--- The input Enclosed Below ---
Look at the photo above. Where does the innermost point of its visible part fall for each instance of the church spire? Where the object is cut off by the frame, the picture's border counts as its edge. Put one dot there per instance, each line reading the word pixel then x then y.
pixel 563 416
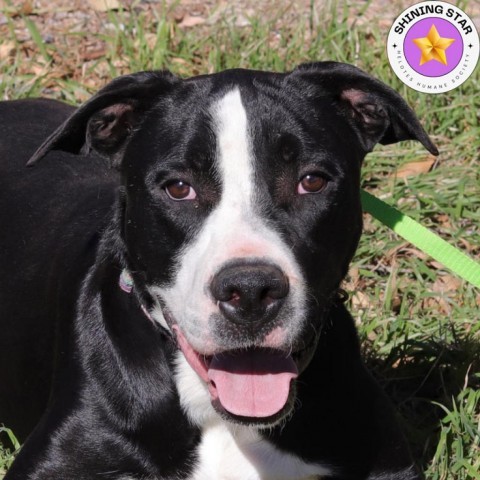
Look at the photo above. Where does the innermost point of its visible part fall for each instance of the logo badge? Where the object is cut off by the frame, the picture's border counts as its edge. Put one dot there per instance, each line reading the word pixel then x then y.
pixel 433 47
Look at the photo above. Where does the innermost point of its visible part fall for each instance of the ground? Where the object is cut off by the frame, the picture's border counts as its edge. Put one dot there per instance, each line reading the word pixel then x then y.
pixel 418 322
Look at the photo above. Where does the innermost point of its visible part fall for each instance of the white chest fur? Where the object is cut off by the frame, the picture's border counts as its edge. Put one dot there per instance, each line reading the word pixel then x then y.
pixel 240 453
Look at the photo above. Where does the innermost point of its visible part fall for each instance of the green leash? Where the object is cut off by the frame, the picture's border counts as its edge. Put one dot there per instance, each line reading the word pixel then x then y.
pixel 455 260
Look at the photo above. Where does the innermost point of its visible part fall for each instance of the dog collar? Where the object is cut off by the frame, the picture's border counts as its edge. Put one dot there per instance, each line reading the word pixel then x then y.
pixel 125 282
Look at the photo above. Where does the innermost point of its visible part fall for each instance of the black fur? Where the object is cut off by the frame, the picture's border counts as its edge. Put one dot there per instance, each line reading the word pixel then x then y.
pixel 84 374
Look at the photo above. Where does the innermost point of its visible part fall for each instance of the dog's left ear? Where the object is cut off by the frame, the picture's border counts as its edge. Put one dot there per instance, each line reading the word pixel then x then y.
pixel 377 113
pixel 105 122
--- End of Enclosed The input ---
## Exercise requirements
From the first line to the last, copy the records exactly and skip the pictures.

## Answer space
Look at the photo above. Where does the innermost point of its visible part fall for each instance of the church spire? Where the object is cut off by the frame, the picture's border counts as its edge. Put one dot there per instance, each line reading the word pixel then x then y.
pixel 563 416
Look at the photo above. Where does the innermost point of its visible part fall for each instance of the logo badge? Where the object is cut off by the frame, the picture's border counts as its edge. Put one dot there per instance, each line reading the word pixel then x then y.
pixel 433 47
Look at the photo above. Where does the innermost point of its visible part fall for each instance of the ground? Where the object is cut off by the frame, the picture's border counts as its edge. Put one dot there per instance, each line reading the word pixel then x then y.
pixel 418 322
Look at the photo above. Where does the innermost point of its visible part fall for each instance of the white chest fur? Where the object is cut off by the frame, the picture's border counts as its edge. Put one dot there per instance, each line reading the word pixel then x then y.
pixel 240 453
Look at the photo above. Where does the innermost point of its visible part fall for each instance of the green leash? Where the object is cut off by the frame, the picture's border counts as its edge. Put one dot there per instance, each line reading the word pixel then x then y.
pixel 455 260
Look at the photo above. Where does the innermost point of its visible part fall for each instance of the dog collar? Where the object is cut off by the frame, the picture's border counts as its edge. Put one dot there per instance, each line reading the word pixel then x then y.
pixel 125 282
Look at the photo above. Where does the innermost point of its visible part fall for each instance of the black fur? Where the object is cut off by the frame, the picture's border counts as its edge. Put one dot there per instance, each line reading the word pixel then x then y.
pixel 84 374
Look at the photo above. Where does the innermost point of its visible part fall for each instance of the dog's left ear? Where the object is cut off by the frame, the picture's border counts as its edge. Put one dot there per instance, each line reading the word pixel then x then y.
pixel 377 113
pixel 105 122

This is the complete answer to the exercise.